Can you copy out, word for word, the entries below from the line containing "Every instance of the woman's arm" through the last line of the entries?

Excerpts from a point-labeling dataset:
**********
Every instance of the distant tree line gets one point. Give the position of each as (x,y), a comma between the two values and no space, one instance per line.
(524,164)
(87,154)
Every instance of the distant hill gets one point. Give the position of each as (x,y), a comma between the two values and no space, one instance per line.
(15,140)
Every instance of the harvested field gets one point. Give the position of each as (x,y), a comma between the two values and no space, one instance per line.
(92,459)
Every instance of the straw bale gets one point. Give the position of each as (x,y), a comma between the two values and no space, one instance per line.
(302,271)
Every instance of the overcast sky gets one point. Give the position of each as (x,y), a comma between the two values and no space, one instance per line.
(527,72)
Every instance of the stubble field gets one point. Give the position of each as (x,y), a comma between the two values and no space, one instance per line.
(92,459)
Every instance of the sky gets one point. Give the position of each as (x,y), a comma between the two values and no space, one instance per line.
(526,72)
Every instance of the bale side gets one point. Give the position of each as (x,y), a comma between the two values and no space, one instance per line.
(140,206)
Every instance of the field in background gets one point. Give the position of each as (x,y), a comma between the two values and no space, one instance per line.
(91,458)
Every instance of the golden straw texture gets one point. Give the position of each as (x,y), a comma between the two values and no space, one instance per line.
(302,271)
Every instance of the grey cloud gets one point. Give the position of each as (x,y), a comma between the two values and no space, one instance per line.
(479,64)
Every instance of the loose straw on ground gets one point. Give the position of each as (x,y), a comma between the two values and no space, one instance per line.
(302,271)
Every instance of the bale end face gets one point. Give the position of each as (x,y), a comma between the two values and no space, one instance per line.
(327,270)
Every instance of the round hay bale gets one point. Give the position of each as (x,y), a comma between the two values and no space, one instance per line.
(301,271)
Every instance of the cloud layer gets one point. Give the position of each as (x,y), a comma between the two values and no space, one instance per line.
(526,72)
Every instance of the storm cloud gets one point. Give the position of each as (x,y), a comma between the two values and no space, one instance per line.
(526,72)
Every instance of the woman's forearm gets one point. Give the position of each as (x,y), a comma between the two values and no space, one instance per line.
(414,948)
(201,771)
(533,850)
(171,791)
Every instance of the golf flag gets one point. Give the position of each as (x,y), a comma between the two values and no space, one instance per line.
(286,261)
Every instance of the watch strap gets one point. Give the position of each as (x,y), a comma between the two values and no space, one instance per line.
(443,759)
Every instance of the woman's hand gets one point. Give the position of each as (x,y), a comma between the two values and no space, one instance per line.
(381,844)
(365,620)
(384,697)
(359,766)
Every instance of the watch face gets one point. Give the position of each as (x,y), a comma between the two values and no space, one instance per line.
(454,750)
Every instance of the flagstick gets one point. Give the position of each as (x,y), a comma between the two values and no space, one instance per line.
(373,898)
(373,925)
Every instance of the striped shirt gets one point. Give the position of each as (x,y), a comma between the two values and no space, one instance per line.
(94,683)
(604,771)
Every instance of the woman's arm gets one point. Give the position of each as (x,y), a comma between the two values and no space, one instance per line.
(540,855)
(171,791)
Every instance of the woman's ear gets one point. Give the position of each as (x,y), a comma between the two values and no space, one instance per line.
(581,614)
**********
**Exercise answer:**
Every instance of the woman's arm gets one point. Give the position of each as (x,y), a comma between the two values and no space, one instance per line.
(540,855)
(171,791)
Every instance of the woman's ear gets one point. Give the position of each as (x,y), a comma between the two values and no space, one instance per line.
(581,614)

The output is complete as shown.